WHAT IS ASKED: Report each line in the records below that contains the string "flying", counting uppercase and lowercase letters as different.

EXTRACTED MATERIAL:
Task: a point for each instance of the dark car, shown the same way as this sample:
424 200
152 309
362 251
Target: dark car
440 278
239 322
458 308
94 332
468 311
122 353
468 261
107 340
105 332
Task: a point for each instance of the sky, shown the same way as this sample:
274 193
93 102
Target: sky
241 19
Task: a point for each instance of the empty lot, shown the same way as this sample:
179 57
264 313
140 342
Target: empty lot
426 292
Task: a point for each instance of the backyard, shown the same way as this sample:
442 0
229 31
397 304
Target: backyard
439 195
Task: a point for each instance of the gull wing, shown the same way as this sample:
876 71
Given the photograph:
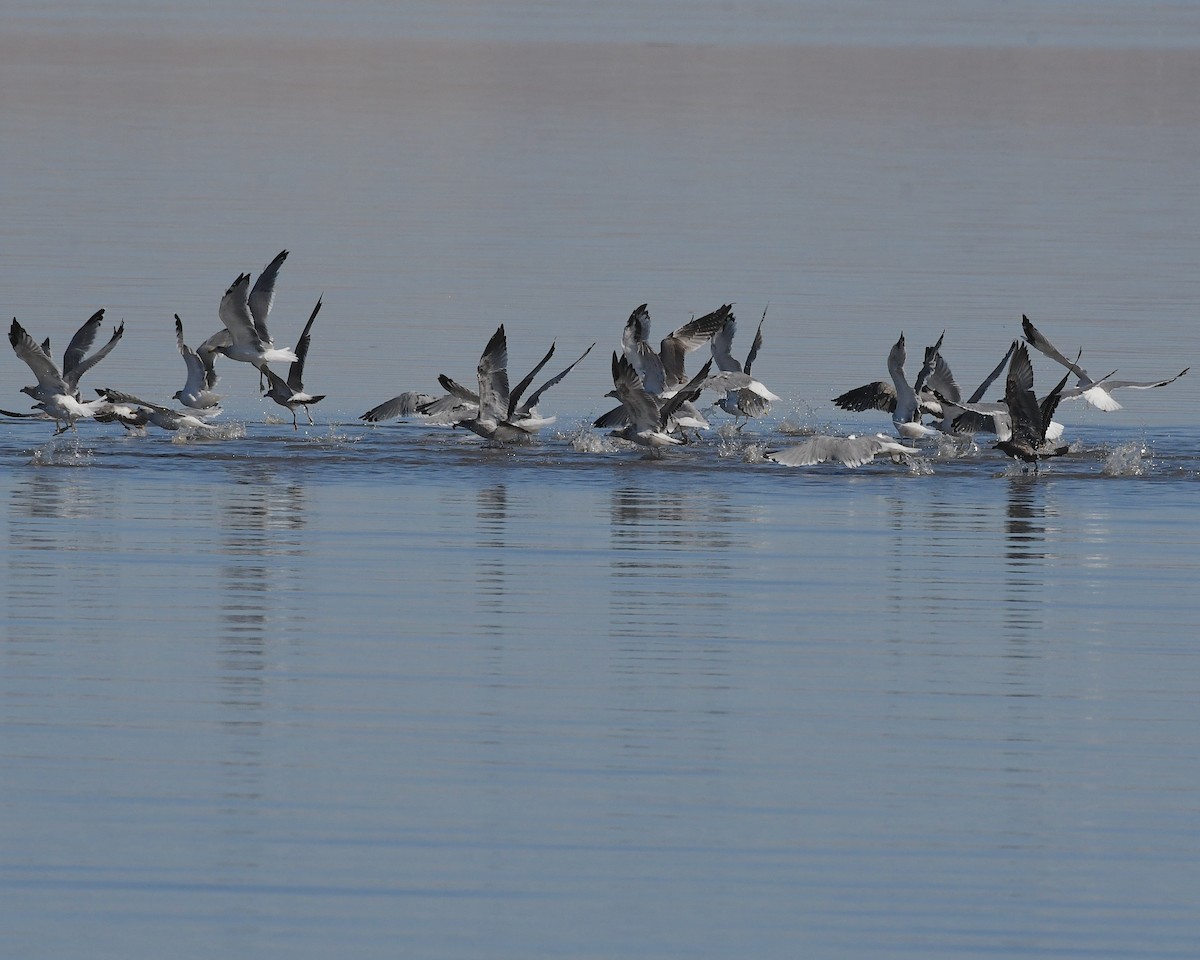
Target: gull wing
537 394
406 405
757 342
234 312
197 379
515 394
1023 405
493 376
641 411
687 394
691 336
39 361
906 397
1038 342
723 347
871 396
82 366
262 295
991 377
295 372
850 451
81 342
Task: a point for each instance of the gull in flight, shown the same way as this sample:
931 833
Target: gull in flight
850 451
663 372
291 393
744 396
1029 419
58 390
499 415
202 376
904 401
647 419
406 405
244 312
1095 391
130 411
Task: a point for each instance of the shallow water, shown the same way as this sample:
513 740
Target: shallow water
385 691
388 690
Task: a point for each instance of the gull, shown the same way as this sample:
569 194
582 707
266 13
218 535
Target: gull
244 312
202 376
406 405
499 415
851 451
744 396
58 393
955 418
1095 391
291 393
646 418
900 399
1029 418
663 372
153 413
75 359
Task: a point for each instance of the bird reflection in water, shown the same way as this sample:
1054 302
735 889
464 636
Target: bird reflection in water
261 527
60 521
673 563
491 567
1025 555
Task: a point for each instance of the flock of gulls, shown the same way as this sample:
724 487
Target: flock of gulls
658 403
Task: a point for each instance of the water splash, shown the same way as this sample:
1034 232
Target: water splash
1133 459
61 451
229 431
587 441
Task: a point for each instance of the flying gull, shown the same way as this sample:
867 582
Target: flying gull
291 393
1095 391
850 451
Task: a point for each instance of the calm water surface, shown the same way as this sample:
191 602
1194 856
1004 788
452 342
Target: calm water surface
383 691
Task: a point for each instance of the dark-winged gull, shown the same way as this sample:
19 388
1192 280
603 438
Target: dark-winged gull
1095 391
900 399
744 395
291 393
850 451
1029 418
499 414
58 390
647 418
244 311
202 376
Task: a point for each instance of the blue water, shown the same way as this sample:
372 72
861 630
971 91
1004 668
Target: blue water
379 691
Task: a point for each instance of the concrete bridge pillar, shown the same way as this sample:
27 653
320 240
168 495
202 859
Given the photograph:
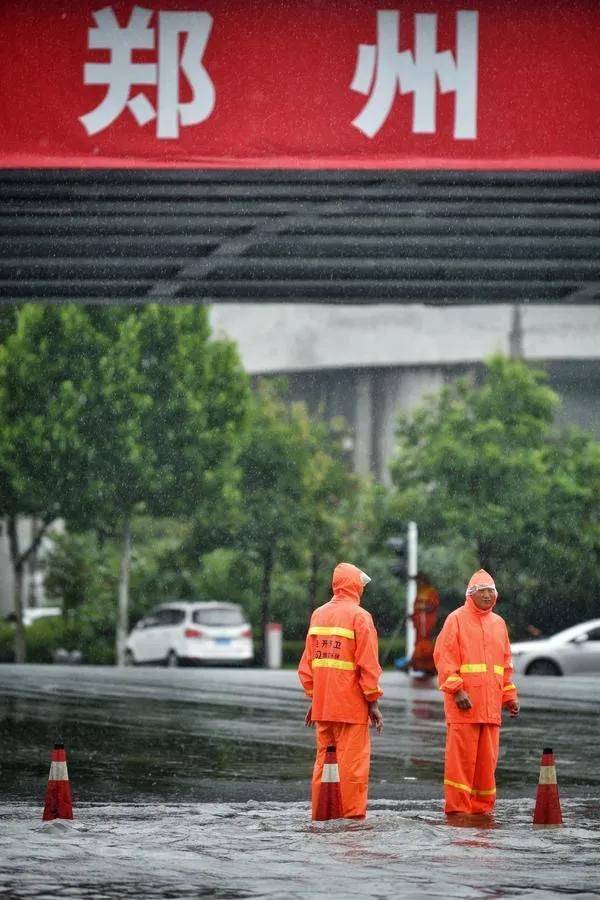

THE RESULT:
Task: a point for each instance of the flying gull, shown the same way as this sample:
Target: flying gull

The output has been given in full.